GIVEN INFORMATION
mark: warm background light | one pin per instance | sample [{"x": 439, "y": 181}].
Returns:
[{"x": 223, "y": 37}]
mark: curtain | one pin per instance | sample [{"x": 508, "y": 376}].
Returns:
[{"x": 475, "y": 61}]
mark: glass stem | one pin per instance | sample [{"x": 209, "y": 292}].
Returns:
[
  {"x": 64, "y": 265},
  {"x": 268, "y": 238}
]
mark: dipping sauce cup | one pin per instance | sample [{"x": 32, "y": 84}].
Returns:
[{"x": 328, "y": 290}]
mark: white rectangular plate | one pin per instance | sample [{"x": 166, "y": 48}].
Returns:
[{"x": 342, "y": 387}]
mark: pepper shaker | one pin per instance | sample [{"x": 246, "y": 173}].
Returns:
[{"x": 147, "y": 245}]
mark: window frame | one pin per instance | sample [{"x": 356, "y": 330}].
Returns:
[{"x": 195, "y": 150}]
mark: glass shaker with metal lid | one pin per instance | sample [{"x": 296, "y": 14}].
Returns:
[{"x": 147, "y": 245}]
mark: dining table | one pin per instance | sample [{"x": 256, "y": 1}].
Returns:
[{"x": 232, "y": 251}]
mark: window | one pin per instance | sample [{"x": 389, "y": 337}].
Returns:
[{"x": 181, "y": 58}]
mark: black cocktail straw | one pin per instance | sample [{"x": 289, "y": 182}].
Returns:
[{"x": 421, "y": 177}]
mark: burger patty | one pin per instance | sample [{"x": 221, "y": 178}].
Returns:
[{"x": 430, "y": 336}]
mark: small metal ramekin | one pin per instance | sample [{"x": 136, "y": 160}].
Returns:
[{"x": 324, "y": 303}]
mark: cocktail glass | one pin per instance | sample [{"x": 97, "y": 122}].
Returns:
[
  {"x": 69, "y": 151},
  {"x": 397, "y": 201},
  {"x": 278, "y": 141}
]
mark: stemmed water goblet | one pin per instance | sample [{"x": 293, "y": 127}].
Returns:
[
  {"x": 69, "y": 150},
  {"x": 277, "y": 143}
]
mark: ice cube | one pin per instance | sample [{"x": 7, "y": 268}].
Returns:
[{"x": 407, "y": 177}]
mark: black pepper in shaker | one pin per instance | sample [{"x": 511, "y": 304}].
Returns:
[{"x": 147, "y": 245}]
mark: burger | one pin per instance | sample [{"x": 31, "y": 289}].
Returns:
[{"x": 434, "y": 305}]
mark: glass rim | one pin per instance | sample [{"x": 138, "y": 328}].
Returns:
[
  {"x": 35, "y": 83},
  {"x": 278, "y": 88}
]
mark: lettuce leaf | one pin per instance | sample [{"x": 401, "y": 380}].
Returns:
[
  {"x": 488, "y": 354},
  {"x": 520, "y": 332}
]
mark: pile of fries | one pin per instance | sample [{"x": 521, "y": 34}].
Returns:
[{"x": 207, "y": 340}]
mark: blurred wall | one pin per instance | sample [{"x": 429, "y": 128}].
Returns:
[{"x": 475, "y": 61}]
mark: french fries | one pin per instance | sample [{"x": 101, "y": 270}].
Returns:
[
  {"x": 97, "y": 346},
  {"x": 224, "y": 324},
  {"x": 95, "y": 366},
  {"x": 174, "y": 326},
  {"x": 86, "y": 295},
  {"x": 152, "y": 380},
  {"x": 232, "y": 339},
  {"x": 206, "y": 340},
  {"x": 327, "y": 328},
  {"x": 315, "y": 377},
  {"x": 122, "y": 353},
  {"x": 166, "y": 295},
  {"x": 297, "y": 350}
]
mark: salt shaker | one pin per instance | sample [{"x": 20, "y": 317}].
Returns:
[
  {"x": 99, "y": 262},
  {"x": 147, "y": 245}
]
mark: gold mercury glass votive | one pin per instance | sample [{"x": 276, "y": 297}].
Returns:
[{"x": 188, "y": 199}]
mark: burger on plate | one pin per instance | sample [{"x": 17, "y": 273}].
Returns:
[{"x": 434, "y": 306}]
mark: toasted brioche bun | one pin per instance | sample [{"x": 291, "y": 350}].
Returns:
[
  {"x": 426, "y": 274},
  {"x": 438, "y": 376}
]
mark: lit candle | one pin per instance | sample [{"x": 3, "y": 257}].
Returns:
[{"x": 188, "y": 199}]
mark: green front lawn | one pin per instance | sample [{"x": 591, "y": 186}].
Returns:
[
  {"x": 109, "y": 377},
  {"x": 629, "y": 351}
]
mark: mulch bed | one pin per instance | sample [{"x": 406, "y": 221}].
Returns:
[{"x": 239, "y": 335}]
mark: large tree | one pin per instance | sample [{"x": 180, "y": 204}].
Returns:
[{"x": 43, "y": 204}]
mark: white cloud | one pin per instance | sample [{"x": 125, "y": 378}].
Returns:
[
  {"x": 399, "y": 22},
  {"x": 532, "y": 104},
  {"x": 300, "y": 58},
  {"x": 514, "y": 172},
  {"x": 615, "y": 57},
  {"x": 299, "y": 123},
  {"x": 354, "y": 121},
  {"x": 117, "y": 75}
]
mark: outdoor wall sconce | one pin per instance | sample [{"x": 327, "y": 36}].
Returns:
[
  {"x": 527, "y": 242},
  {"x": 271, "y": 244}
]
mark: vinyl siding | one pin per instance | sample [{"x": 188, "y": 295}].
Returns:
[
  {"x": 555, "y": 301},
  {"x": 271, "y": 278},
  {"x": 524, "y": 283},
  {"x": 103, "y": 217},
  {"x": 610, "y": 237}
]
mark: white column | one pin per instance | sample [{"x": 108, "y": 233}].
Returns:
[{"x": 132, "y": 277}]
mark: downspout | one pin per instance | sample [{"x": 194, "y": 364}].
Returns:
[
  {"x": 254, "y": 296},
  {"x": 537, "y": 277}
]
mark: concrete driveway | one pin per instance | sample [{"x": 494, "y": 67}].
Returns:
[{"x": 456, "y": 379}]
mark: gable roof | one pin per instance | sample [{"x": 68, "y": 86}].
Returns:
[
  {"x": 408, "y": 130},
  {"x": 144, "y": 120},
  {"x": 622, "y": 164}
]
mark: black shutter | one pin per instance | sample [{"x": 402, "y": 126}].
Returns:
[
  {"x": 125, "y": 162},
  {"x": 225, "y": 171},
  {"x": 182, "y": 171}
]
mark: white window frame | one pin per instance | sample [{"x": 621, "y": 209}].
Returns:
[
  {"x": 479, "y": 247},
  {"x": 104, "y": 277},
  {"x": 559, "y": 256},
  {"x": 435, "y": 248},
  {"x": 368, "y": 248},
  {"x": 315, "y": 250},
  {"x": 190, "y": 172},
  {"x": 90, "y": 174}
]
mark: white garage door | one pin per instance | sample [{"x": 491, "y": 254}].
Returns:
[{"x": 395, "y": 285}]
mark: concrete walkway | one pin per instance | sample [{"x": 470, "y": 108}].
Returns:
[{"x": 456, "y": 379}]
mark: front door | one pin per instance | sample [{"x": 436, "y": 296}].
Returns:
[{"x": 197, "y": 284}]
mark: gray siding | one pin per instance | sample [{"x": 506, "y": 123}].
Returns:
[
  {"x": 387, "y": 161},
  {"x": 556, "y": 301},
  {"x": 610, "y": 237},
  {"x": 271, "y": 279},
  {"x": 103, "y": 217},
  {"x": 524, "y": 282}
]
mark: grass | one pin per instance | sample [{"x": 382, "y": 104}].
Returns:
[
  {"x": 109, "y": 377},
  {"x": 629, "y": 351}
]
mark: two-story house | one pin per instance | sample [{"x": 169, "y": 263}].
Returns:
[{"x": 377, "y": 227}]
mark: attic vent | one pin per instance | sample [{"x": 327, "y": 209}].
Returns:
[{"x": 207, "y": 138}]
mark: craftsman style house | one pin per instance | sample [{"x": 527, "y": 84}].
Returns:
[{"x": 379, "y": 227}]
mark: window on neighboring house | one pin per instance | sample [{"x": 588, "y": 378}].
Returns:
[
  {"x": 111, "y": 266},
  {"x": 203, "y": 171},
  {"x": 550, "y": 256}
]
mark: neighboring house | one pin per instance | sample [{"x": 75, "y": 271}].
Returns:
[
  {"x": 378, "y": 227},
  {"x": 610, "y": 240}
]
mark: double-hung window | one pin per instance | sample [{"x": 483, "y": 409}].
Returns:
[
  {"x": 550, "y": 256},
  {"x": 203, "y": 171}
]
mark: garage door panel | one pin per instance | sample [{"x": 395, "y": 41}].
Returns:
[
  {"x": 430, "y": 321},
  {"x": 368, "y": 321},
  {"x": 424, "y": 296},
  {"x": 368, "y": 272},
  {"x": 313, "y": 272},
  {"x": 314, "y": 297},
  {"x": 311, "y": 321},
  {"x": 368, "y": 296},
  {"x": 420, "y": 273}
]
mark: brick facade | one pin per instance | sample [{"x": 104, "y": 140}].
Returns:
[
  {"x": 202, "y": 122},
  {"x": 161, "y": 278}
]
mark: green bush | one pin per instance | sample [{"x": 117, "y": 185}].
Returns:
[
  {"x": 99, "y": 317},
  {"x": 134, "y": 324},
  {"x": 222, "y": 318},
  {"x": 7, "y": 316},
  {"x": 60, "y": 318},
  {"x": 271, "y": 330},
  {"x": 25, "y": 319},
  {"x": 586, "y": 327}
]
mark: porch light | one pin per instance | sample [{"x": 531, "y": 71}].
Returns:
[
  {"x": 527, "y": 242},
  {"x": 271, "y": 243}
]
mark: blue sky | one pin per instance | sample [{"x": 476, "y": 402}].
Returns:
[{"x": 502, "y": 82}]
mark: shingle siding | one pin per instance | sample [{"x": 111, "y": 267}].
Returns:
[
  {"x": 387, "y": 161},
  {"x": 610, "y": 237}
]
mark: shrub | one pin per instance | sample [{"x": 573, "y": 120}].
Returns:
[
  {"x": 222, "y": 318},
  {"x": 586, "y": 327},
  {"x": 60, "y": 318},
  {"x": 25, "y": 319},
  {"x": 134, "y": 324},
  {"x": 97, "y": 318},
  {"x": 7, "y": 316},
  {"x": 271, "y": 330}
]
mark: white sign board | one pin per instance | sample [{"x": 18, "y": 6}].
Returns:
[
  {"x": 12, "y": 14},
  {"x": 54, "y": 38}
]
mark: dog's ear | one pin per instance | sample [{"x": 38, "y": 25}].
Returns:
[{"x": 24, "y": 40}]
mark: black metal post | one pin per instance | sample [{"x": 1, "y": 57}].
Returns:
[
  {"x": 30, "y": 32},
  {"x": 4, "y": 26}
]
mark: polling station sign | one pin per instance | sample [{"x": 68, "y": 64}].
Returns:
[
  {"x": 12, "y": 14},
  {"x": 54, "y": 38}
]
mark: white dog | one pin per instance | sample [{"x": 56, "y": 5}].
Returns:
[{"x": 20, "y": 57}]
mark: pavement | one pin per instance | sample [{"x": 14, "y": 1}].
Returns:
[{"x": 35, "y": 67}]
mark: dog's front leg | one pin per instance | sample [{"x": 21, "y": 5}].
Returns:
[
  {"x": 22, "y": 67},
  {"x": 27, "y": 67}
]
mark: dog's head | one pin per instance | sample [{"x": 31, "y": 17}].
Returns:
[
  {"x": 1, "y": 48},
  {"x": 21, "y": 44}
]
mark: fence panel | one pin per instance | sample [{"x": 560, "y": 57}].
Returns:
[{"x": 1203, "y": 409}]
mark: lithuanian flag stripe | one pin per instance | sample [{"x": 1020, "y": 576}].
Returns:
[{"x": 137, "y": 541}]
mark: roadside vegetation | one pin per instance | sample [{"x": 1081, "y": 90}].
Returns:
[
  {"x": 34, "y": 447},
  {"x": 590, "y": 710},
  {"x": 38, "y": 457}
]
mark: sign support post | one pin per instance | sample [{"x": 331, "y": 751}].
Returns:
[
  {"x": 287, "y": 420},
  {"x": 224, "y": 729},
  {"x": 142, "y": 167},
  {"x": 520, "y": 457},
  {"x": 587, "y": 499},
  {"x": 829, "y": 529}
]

AIM OF THE TASK
Please reproduce, exactly as they appear above, the lines from the line containing "mark: ice cube" up to and including the line containing "mark: pile of".

RESULT OF THIS TASK
mark: ice cube | one pin per instance | sample [{"x": 7, "y": 268}].
Returns:
[{"x": 407, "y": 177}]
mark: black pepper in shaker | one pin per instance | sample [{"x": 511, "y": 304}].
Returns:
[{"x": 147, "y": 245}]
mark: burger | one pin per instance | sample [{"x": 31, "y": 289}].
Returns:
[{"x": 434, "y": 305}]
mark: glass rim | one pin per instance | sample [{"x": 138, "y": 328}].
Returns:
[
  {"x": 35, "y": 83},
  {"x": 278, "y": 88}
]
mark: lettuce leaf | one pin per instance | sample [{"x": 401, "y": 380}].
Returns:
[
  {"x": 488, "y": 354},
  {"x": 520, "y": 332}
]
mark: pile of fries | one pin per instance | sample [{"x": 521, "y": 34}].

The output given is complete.